→ **ROWS**
###
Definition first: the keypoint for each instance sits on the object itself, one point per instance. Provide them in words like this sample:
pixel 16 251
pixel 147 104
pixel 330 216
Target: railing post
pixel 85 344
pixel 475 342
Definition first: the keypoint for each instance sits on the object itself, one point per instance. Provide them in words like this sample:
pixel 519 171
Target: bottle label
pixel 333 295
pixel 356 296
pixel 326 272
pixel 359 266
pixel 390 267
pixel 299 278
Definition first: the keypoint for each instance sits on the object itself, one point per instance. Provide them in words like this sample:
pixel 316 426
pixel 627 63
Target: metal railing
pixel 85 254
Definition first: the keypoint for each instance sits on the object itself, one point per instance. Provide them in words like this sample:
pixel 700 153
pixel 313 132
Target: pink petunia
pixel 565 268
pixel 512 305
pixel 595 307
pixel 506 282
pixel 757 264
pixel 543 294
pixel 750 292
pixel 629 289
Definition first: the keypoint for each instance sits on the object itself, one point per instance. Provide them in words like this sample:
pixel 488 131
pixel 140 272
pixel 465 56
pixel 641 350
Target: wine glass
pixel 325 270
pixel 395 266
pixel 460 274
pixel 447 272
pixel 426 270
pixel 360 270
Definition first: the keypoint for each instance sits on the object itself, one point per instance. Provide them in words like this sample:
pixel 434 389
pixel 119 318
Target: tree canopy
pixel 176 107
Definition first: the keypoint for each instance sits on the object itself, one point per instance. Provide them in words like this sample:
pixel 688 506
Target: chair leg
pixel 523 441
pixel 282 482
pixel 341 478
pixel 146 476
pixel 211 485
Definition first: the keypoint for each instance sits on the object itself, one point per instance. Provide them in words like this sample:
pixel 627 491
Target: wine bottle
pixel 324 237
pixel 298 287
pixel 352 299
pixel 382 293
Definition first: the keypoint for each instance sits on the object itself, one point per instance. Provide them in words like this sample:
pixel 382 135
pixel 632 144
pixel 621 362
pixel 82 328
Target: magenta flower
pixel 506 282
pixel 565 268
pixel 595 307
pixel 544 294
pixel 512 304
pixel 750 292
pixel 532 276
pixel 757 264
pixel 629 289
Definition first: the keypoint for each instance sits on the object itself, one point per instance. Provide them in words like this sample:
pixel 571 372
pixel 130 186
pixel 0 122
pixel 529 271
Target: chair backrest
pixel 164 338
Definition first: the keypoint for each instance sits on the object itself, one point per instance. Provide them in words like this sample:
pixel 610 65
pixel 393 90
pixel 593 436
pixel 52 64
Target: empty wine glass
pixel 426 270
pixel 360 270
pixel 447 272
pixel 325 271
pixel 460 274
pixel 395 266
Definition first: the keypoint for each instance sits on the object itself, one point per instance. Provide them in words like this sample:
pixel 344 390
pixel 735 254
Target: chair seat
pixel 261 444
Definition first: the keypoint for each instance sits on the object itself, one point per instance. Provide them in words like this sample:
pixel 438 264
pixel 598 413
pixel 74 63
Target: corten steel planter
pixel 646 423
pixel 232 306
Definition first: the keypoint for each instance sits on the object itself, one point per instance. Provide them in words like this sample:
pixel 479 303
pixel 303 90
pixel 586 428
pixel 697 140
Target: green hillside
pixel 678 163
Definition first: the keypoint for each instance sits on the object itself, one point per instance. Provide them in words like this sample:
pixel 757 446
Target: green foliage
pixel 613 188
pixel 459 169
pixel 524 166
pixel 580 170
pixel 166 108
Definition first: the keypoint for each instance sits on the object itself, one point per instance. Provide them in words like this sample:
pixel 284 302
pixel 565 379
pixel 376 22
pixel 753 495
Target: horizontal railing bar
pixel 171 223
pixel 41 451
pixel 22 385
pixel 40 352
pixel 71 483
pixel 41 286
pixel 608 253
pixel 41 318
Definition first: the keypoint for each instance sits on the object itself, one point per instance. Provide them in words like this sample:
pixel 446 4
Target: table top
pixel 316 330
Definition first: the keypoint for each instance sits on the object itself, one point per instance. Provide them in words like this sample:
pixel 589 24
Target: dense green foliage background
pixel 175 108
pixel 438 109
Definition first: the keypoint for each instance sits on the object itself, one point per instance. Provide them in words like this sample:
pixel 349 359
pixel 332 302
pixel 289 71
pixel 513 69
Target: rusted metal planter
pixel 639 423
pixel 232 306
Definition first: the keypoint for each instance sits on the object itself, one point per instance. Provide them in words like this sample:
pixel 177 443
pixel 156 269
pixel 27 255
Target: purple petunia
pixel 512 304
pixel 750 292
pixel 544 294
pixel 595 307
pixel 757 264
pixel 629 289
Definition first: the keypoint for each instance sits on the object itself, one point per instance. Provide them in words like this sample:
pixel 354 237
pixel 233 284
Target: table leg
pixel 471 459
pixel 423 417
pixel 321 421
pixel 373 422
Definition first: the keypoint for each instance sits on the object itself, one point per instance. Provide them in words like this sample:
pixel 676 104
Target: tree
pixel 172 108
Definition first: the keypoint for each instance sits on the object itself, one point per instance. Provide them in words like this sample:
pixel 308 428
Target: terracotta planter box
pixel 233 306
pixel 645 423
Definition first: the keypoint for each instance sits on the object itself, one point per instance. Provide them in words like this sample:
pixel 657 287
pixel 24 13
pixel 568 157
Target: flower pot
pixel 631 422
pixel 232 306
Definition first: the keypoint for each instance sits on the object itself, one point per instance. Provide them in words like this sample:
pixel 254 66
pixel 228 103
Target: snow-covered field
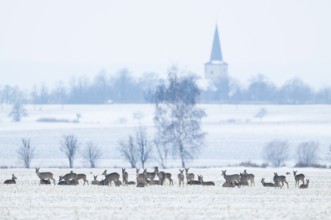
###
→ **PROMPT**
Pick out each line in the items above that contains the word "glass", and copy those lines in order.

→ **TASK SOLUTION**
Target: wine glass
Target: empty wine glass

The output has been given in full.